Problems and tasks:
A – In the Tetsuya Naito interview, what happened to his vision in October at Ryogoku?
B – Duplicate the stretch of the Tetsuya Naito interview from "Naito: Heheheh… How" through "one bit, actually.".

Two belt Naito’s next stage at New Beginning (1/2)

Tetsuya Naito’s first longform interview as double IWGP Champion

January 5 saw Tetsuya Naito finally stand on top of the world with his name etched in history as the first ever double IWGP Intercontinental and Heavyweight champion. With no time to let the moment sink in however, Naito’s next challenger immediately made himself known: the devious KENTA. spoke to El Ingobernable to get his thoughts on his historic win and what’s to come.

I was seeing two of everything

–It was a busy stretch from January 4-6.

Naito: Heheheh… How was it? Satisfied to see the resurgence of Tetsuya Naito?

–It was quite the sight. Are you worn down after that series of big events?

Naito: Not one bit, actually.

–We’re conducting this interview just after the post Wrestle Kingdom press conference. So often wrestlers will appear somewhat worn out in these situations, but you’re in high spirits.

Naito: Well, I’ve been in similar situations before. Take the Tokyo Dome factor out of it, and I’ve wrestled two, sometimes three high profile singles matches back to back.

–It’s not all that different from a G1 scenario.

Naito: I mean, I had two weeks off and then just wrestled three matches. I’ve got plenty left in the tank. I’m probably more drained after a regular tour. 

–And you have a tremendous mental boost in the form of those prizes…

Naito: That is pretty important. Yes my body’s hurting, but small price to pay for getting results.

–It seems like I’m speaking to a confident Naito for the first time in a while…

Naito: (laughs)

–Now you’re in a good place, I did want to ask… Before the Tokyo Dome you deflected the question somewhat with us, but Tokyo Sports newspaper ran a piece about your surgery for muscle paralysis in your right eye. 

Naito: That’s right. I started having issues with my right eye last May.

–Where exactly?

Naito: Right above the eyeball there are these three little muscles… It was one of those. 

–So one of the muscles that supports the eyeball?

Naito: Yeah. That muscle was paralyzed. So essentially my right eyeball wasn’t being supported properly. That meant I could see out of one eye, buit with both eyes open, I couldn’t focus my vision.

–How did that affect your matches?

Naito: All my opponents were looking at me with four eyes, basically.

–So you were seeing double?

Naito: Right. I’d be in four vs four tags against eight opponents. Working with six ropes. 

–No exaggeration?

Naito: Not at all! In October at Ryogoku I went from seeing double to triple. 

–Triple? Surely that must have made day to day life extremely difficult. 

Naito: Absolutely. But if I squinted with my right eye, I could just about get some kind of focus. 

–So you were winking at anything important.

Naito: Right, if there was something I really had to look at, I’d shut my right eye.

[Saved data entries]

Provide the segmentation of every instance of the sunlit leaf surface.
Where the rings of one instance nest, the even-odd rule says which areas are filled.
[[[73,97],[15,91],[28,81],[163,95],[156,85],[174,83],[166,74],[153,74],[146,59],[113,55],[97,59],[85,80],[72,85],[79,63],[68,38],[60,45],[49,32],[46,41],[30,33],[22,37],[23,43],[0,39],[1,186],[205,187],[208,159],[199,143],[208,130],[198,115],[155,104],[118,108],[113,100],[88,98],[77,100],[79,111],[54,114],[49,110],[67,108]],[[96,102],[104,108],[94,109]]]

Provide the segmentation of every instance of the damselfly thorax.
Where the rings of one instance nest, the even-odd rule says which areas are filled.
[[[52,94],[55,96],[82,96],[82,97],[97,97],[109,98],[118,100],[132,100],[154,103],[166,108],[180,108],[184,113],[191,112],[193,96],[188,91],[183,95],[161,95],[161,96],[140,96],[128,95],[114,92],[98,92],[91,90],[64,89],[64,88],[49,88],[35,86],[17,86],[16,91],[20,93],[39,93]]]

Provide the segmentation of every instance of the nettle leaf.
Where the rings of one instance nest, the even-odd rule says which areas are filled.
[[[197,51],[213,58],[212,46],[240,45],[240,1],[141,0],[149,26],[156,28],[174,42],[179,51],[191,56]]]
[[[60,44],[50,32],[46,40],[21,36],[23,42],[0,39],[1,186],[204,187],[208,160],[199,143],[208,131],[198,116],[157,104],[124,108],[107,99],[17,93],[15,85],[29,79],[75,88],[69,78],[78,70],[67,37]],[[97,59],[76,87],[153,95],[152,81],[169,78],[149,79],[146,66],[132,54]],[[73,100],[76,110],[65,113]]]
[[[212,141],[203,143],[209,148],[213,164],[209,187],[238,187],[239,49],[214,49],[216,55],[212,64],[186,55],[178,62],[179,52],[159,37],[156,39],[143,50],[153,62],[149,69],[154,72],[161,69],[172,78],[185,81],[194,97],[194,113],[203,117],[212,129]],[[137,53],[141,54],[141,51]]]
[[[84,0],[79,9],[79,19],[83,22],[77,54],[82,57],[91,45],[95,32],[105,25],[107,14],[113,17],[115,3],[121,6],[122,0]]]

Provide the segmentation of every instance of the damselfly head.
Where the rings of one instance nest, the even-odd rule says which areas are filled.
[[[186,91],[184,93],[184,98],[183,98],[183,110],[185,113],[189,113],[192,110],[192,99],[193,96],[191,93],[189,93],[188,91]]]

Answer section:
A – He went from seeing double to seeing triple.

B –
Naito: Heheheh… How was it? Satisfied to see the resurgence of Tetsuya Naito?

–It was quite the sight. Are you worn down after that series of big events?

Naito: Not one bit, actually.